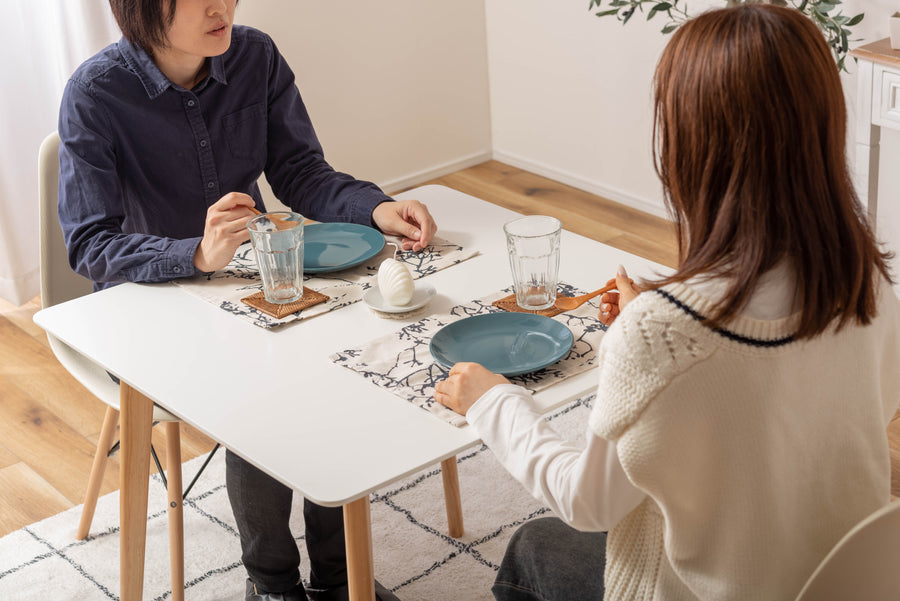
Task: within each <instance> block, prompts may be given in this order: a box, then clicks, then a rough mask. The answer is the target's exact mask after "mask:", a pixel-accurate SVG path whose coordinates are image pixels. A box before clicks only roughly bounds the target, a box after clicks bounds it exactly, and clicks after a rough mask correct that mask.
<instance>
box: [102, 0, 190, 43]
mask: <svg viewBox="0 0 900 601" xmlns="http://www.w3.org/2000/svg"><path fill="white" fill-rule="evenodd" d="M167 3H168V5H169V7H168V8H169V10H168V11H166V4H167ZM175 3H176V0H109V7H110V8H111V9H112V13H113V16H114V17H115V18H116V23H118V24H119V29H121V30H122V35H123V36H125V39H126V40H128V41H129V42H131V43H132V44H134V45H135V46H138V47H140V48H142V49H143V50H144V51H146V52H148V53H150V52H152V50H153V49H154V48H164V47H165V46H167V45H168V43H169V40H168V36H167V32H168V31H169V26H171V25H172V21H173V20H174V18H175Z"/></svg>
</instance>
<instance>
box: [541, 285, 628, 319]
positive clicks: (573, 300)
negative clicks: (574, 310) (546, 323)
mask: <svg viewBox="0 0 900 601" xmlns="http://www.w3.org/2000/svg"><path fill="white" fill-rule="evenodd" d="M629 282H631V283H632V284H633V283H634V280H629ZM615 289H616V284H615V282H613V283H612V284H608V285H606V286H604V287H603V288H600V289H599V290H594V291H593V292H588V293H587V294H582V295H581V296H557V297H556V302H555V303H553V306H554V307H556V308H557V309H559V310H560V311H571V310H572V309H577V308H578V307H580V306H581V305H583V304H584V303H586V302H588V301H589V300H591V299H592V298H594V297H595V296H600V295H601V294H603V293H604V292H609V291H610V290H615Z"/></svg>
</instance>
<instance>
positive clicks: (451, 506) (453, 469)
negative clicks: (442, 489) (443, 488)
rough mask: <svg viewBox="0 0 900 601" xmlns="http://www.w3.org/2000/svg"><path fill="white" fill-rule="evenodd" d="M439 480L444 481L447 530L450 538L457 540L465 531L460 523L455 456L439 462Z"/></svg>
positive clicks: (461, 512) (460, 513)
mask: <svg viewBox="0 0 900 601" xmlns="http://www.w3.org/2000/svg"><path fill="white" fill-rule="evenodd" d="M441 478H443V480H444V505H446V507H447V530H448V532H449V534H450V536H451V537H453V538H459V537H460V536H462V535H463V532H464V531H465V529H464V528H463V523H462V497H461V495H460V492H459V470H458V469H457V467H456V456H453V457H451V458H450V459H445V460H444V461H441Z"/></svg>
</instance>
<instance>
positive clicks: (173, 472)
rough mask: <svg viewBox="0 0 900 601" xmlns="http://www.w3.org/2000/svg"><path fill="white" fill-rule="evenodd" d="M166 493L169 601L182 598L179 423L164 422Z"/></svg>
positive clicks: (180, 488) (182, 572) (183, 580)
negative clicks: (168, 500)
mask: <svg viewBox="0 0 900 601" xmlns="http://www.w3.org/2000/svg"><path fill="white" fill-rule="evenodd" d="M163 428H165V430H166V480H167V481H168V484H167V487H166V493H167V495H168V498H169V509H168V517H169V566H170V569H171V571H172V578H171V581H172V601H184V502H183V498H182V491H183V490H184V485H183V484H182V483H181V424H179V422H166V423H164V424H163Z"/></svg>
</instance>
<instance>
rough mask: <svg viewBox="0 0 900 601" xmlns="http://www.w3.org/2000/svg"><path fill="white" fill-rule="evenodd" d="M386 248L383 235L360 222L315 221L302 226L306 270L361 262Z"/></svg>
mask: <svg viewBox="0 0 900 601" xmlns="http://www.w3.org/2000/svg"><path fill="white" fill-rule="evenodd" d="M382 248H384V236H383V235H382V234H381V232H379V231H378V230H376V229H373V228H370V227H366V226H365V225H359V224H357V223H313V224H310V225H307V226H305V227H304V228H303V271H304V273H327V272H329V271H340V270H342V269H348V268H350V267H354V266H356V265H359V264H360V263H362V262H363V261H365V260H367V259H371V258H372V257H374V256H375V255H377V254H378V253H379V252H381V249H382Z"/></svg>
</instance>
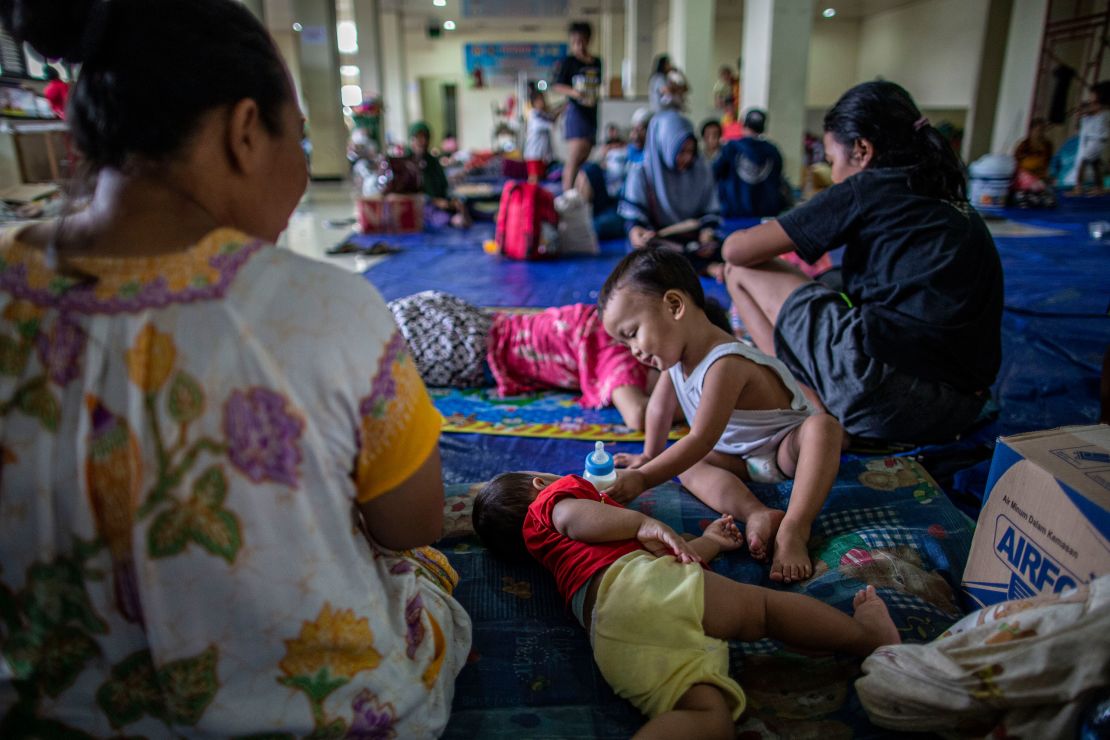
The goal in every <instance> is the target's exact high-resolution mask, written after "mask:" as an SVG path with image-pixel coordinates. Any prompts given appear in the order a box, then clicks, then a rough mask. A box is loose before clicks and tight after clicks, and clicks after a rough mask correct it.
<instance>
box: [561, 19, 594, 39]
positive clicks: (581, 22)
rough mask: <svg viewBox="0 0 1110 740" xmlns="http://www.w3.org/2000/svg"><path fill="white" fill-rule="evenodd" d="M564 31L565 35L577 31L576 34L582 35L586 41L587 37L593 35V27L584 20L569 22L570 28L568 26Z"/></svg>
mask: <svg viewBox="0 0 1110 740" xmlns="http://www.w3.org/2000/svg"><path fill="white" fill-rule="evenodd" d="M566 32H567V36H574V34H575V33H577V34H578V36H581V37H584V38H585V39H586V41H589V39H591V38H593V36H594V29H593V27H592V26H591V24H589V23H587V22H586V21H575V22H573V23H571V28H568V29H567V31H566Z"/></svg>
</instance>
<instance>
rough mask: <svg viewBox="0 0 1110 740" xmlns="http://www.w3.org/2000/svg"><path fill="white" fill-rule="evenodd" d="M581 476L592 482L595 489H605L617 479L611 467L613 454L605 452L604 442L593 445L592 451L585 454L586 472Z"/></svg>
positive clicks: (613, 483)
mask: <svg viewBox="0 0 1110 740" xmlns="http://www.w3.org/2000/svg"><path fill="white" fill-rule="evenodd" d="M582 477H583V478H585V479H586V480H588V481H589V483H592V484H594V487H595V488H597V490H605V489H606V488H608V487H609V486H612V485H613V484H615V483H616V481H617V472H616V469H614V467H613V456H612V455H609V454H608V453H607V452H605V443H603V442H598V443H596V444H595V445H594V452H592V453H589V454H588V455H586V472H585V473H583V474H582Z"/></svg>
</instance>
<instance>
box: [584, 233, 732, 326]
mask: <svg viewBox="0 0 1110 740" xmlns="http://www.w3.org/2000/svg"><path fill="white" fill-rule="evenodd" d="M622 287H630V288H632V290H634V291H639V292H640V293H647V294H648V295H658V296H663V295H664V294H665V293H666V292H667V291H683V292H684V293H686V294H687V295H689V296H690V298H693V301H694V305H696V306H697V307H698V308H700V310H702V311H704V312H705V313H706V316H708V318H709V321H712V322H713V323H714V324H716V325H717V326H719V327H722V328H723V330H725V331H726V332H728V333H729V334H731V333H733V331H731V328H730V327H729V323H728V315H727V314H726V313H725V310H724V308H722V306H720V304H719V303H717V302H716V301H714V302H712V303H710V302H707V301H706V297H705V291H704V290H703V288H702V281H700V280H699V278H698V276H697V273H696V272H694V266H693V265H690V263H689V261H688V260H687V259H686V257H684V256H683V255H680V254H678V253H677V252H675V251H673V250H666V249H659V247H648V249H646V250H635V251H633V252H629V253H628V254H626V255H625V256H624V260H622V261H620V262H618V263H617V266H616V267H614V268H613V272H612V273H609V276H608V278H606V281H605V285H603V286H602V292H601V293H599V294H598V296H597V312H598V313H601V314H604V313H605V306H606V304H608V302H609V298H612V297H613V294H614V293H615V292H616V291H617V290H618V288H622Z"/></svg>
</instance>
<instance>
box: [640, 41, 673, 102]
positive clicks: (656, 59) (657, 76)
mask: <svg viewBox="0 0 1110 740" xmlns="http://www.w3.org/2000/svg"><path fill="white" fill-rule="evenodd" d="M673 69H675V68H674V65H673V64H672V63H670V57H669V55H668V54H659V55H658V57H656V58H655V64H654V68H653V71H652V77H650V79H649V80H648V81H647V105H648V108H649V109H650V110H652V112H653V113H658V112H659V111H662V110H663V108H664V105H663V97H664V89H665V88H666V87H667V74H668V73H669V72H670V70H673Z"/></svg>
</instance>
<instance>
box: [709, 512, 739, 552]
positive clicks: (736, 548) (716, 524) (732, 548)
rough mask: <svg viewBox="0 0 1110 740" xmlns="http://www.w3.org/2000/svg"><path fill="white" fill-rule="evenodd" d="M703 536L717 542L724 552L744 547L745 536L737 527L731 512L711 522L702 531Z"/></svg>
..........
Return each line from the records that includes the word "coordinates".

Task: within each <instance> block, prompts may be given in this order: a box, then clicks, then a rough mask. The answer is the target's exact mask after "mask:", a pixel-accurate SVG path whose coordinates are image pixels. A box before clicks only roughly bounds the target, a box after clicks bounds it exactly, and clicks after a rough mask correct that mask.
The goal in every <instance> is the target's exact high-resolution mask, written after "mask:" as an SVG path with image-pixel coordinates. Any prompts given appear in the order a box, then clicks, then a rough mask. A box is loose before clicks and tight after clicks, and clicks after a rough mask correct it.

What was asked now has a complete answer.